For the **14B → 80.5%** run, use `recipe/multi_pair_14b.py` with both `data/pairs_7b_40.jsonl` (warmup) and `data/pairs_14b_multi_new60.jsonl`. See [REPRODUCE.md](REPRODUCE.md) for the exact command and expected hardware.
---
## Boundary conditions (where the recipe fails)
![Recipe boundary conditions across 9 base models](docs/fig6_boundary.png)
The recipe works under stated conditions. We document four failure modes:
1. **Saturation**: Qwen3-8B/14B-Base and Qwen2.5-72B-Base have so little headroom on HumanEval that mining produces zero or negative lift.
2. **Distribution mismatch**: Pairs mined on simple problems do not transfer to BigCodeBench-Hard (library code) or MATH-500 (competition math). Catastrophic when ignored — see the over-correction case (Qwen3-4B MATH-500 dropped 299 → 69).
3. **Base capability floor**: OLMo-2-7B at 5/164 baseline produces too few "fix" attempts to mine from.

----

Please print the part of the recipe text between "2. **Distribution mismatch**: Pairs" and "dropped 299 → 69).", inclusive, word for word.

## EXTRACTED MATERIAL
----

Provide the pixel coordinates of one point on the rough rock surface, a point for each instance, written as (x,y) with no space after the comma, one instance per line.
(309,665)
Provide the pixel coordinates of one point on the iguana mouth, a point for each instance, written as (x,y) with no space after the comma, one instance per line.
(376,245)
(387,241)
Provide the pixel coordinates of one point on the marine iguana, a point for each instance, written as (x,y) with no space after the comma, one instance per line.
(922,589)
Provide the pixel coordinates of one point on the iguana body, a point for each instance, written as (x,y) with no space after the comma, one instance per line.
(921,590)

----

## SOLUTION FOR THIS EXERCISE
2. **Distribution mismatch**: Pairs mined on simple problems do not transfer to BigCodeBench-Hard (library code) or MATH-500 (competition math). Catastrophic when ignored — see the over-correction case (Qwen3-4B MATH-500 dropped 299 → 69).